**OBJECTIVE A**
Copy every line of the records that follow the text, word for word, from the first record through the last.

**SOURCE PASSAGE**
□ □ □
Allen was Curator of birds at Harvard Museum of Comparative Anatomy from 1867 to 1885, and curator of reptiles, birds and mammals, Boston Society of Natural History 1868-1880. From 1870 to 1875 he was an assistant in ornithology and curator of birds and mammals at the Museum of Comparative Zoology, Harvard University, Cambridge, and in 1871 he received the Humboldt scholarship. He was director, of the department of birds and mammals at the American Museum of Natural History, New York, from 1885 until his death in 1921. From 1889 he was editor-in-chief of all the Museum's publications.

Allen was made a fellow of the American academy of arts and sciences in 1871 and in 1876 a fellow of the national academy of sciences. He was also a member of the American Association for the Advancement of Science, and of the American Philosophical Society.
□ □ □
**EXCERPTED DATA**
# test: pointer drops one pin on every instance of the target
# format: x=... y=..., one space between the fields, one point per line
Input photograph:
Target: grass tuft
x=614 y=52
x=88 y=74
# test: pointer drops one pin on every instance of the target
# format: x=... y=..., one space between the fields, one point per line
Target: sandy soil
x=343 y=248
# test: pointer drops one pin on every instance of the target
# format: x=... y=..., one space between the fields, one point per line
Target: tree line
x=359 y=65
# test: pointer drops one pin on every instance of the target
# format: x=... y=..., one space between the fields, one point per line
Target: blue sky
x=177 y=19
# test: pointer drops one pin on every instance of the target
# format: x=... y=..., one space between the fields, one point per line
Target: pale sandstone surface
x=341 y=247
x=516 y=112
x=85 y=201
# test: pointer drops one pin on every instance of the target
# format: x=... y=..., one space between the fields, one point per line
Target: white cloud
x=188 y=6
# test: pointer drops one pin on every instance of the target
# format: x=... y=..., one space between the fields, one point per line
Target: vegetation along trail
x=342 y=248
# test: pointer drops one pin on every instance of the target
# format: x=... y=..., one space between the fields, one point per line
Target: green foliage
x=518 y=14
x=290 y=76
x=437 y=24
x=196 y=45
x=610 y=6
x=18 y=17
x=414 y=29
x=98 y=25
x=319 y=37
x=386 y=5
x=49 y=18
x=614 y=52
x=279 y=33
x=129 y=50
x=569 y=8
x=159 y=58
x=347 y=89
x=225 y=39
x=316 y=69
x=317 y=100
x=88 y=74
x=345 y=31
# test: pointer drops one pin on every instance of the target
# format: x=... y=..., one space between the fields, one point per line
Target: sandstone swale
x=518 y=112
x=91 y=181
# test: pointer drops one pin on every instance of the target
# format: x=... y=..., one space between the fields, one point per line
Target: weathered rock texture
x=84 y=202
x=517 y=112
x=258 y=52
□ □ □
**OBJECTIVE B**
According to the passage on Allen's career, in what year did he become a fellow of the national academy of sciences?

**CORRECT ANSWER A**
# test: pointer drops one pin on every instance of the target
# format: x=... y=..., one space between the fields, one point per line
Input photograph:
Target: grass tuft
x=614 y=52
x=88 y=74
# test: pointer drops one pin on every instance of the target
# format: x=... y=..., one space between the fields, one point per line
Target: sandy soil
x=343 y=248
# test: pointer drops one pin on every instance of the target
# format: x=... y=..., one space between the fields, one point per line
Target: tree line
x=359 y=65
# test: pointer drops one pin on every instance of the target
# format: x=... y=..., one space between the fields, one point per line
Target: blue sky
x=177 y=19
# test: pointer drops one pin on every instance of the target
# format: x=... y=..., one space between the fields, one point per line
Target: pale sandstone surface
x=341 y=247
x=516 y=112
x=85 y=201
# test: pointer drops one pin on every instance of the target
# format: x=... y=..., one space between the fields, one point per line
Target: white cloud
x=188 y=6
# test: pointer drops one pin on every instance of the target
# format: x=... y=..., one space between the fields, one point per line
Target: vegetation along trail
x=342 y=248
# test: pointer drops one pin on every instance of the target
# format: x=... y=..., one space between the fields, one point per line
Target: green foliage
x=518 y=14
x=290 y=76
x=437 y=24
x=196 y=45
x=610 y=6
x=18 y=17
x=414 y=29
x=98 y=25
x=319 y=37
x=386 y=5
x=49 y=18
x=614 y=52
x=279 y=33
x=129 y=50
x=569 y=8
x=159 y=58
x=347 y=89
x=225 y=39
x=316 y=69
x=317 y=100
x=88 y=74
x=345 y=31
# test: pointer drops one pin on every instance of the target
# format: x=... y=..., one space between the fields, one point per line
Target: sandstone swale
x=518 y=112
x=91 y=181
# test: pointer drops one pin on every instance of the target
# format: x=... y=..., one space between the fields, one point per line
Target: weathered rock texture
x=84 y=202
x=517 y=112
x=258 y=52

**CORRECT ANSWER B**
1876